Gekozen fragment:
....................
Overal kunst, bewonderingswaardige mensen, muziek, leven, energie. Nog nooit was ik ergens waar, hoe zeg je dat, de bevolkingsdichtheid van mensen met dreadlocks zo hoog is. Die avond is er ergens in Bogota een concert hoor ik van anderen, in een theater waar elke dag een gratis programma is. Totaal zonder verwachtingen ga ik mee en het maakt me heel gelukkig. Afromuziek van de Caribische kust. Een grote mama die zingt en danst alsof ze een derde van haar leeftijd heeft, een acht- of negenkoppige band met een enorme uitstraling. Ze dansen en maken muziek zoals ik het nog nooit gezien of gehoord heb. En dat ik in Colombia ben is snel genoeg duidelijk als tijdens het eerste nummer iedereen opstaat uit zijn theaterstoel om te delen in het geluk dat de muziek brengt. Wat is het te gek om hier deel van uit te maken.
De volgende morgen verdiep ik mij in een ander stukje cultuur in Bogota: de straatkunst. Sinds graffiti in Colombia niet illegaal maar slechts verboden is -je loopt geen kans op strafbladen of gevangenisstraf, alleen op een boete- is in de stad eindeloos veel moois te zien. En dan in de middag is er weer ergens een gratis festival, reggae dit keer. Ja, deze stad bruist.
....................
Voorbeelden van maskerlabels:
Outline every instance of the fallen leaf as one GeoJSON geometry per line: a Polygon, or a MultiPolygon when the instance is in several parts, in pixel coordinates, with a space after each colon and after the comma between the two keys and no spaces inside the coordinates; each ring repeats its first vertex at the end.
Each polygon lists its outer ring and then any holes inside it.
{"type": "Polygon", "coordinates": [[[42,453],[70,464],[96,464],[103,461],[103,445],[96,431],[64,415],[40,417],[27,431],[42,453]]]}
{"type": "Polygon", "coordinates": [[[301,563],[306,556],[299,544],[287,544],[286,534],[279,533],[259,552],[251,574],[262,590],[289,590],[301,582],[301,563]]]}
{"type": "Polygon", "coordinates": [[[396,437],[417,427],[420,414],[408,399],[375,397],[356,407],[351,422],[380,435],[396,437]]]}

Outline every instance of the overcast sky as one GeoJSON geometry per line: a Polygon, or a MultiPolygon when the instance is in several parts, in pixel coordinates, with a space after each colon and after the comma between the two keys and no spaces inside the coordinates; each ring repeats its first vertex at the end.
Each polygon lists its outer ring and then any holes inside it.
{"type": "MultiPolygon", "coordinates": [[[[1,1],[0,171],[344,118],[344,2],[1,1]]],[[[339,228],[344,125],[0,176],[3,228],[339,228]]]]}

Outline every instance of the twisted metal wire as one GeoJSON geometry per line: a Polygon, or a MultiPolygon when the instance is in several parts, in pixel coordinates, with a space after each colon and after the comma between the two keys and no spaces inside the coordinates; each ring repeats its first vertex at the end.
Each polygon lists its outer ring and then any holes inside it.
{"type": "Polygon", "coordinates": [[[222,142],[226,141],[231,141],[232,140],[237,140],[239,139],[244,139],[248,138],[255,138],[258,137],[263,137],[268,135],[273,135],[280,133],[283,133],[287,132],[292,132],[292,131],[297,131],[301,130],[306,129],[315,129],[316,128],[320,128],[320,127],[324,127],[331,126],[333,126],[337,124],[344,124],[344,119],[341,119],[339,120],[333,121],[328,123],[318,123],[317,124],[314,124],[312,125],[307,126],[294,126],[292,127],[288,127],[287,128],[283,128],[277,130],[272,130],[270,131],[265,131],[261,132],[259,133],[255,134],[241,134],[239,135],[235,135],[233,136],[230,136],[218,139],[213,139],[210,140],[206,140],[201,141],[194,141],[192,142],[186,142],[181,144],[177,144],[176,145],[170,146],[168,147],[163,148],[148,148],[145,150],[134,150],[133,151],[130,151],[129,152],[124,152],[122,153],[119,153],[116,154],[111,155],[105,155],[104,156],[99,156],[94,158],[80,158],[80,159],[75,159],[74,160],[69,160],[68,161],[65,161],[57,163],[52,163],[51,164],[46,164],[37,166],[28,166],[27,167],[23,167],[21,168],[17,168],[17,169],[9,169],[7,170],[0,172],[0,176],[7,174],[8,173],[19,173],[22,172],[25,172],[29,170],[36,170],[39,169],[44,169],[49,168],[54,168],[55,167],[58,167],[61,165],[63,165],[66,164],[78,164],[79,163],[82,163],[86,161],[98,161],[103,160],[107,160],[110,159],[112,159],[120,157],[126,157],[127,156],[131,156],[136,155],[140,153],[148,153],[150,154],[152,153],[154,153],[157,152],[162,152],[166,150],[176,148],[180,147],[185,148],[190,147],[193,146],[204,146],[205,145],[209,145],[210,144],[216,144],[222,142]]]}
....................
Opdracht 1: Welke muziek werd er volgens het fragment over Bogota gespeeld op het gratis concert in het theater?
Opdracht 2: Druk uit het fragment over Bogota het stuk af van "De volgende morgen" tot en met "deze stad bruist.".
Opdracht 3: Waarom is er volgens het fragment over Bogota zoveel straatkunst in de stad te zien? Leg dat in één tot drie zinnen uit.

Juiste antwoord 1: Afromuziek van de Caribische kust.

Juiste antwoord 2:
De volgende morgen verdiep ik mij in een ander stukje cultuur in Bogota: de straatkunst. Sinds graffiti in Colombia niet illegaal maar slechts verboden is -je loopt geen kans op strafbladen of gevangenisstraf, alleen op een boete- is in de stad eindeloos veel moois te zien. En dan in de middag is er weer ergens een gratis festival, reggae dit keer. Ja, deze stad bruist.

Juiste antwoord 3: Graffiti is in Colombia niet illegaal, maar alleen verboden. Wie het maakt, riskeert geen strafblad of gevangenisstraf, alleen een boete, en daardoor is er in de stad eindeloos veel moois te zien.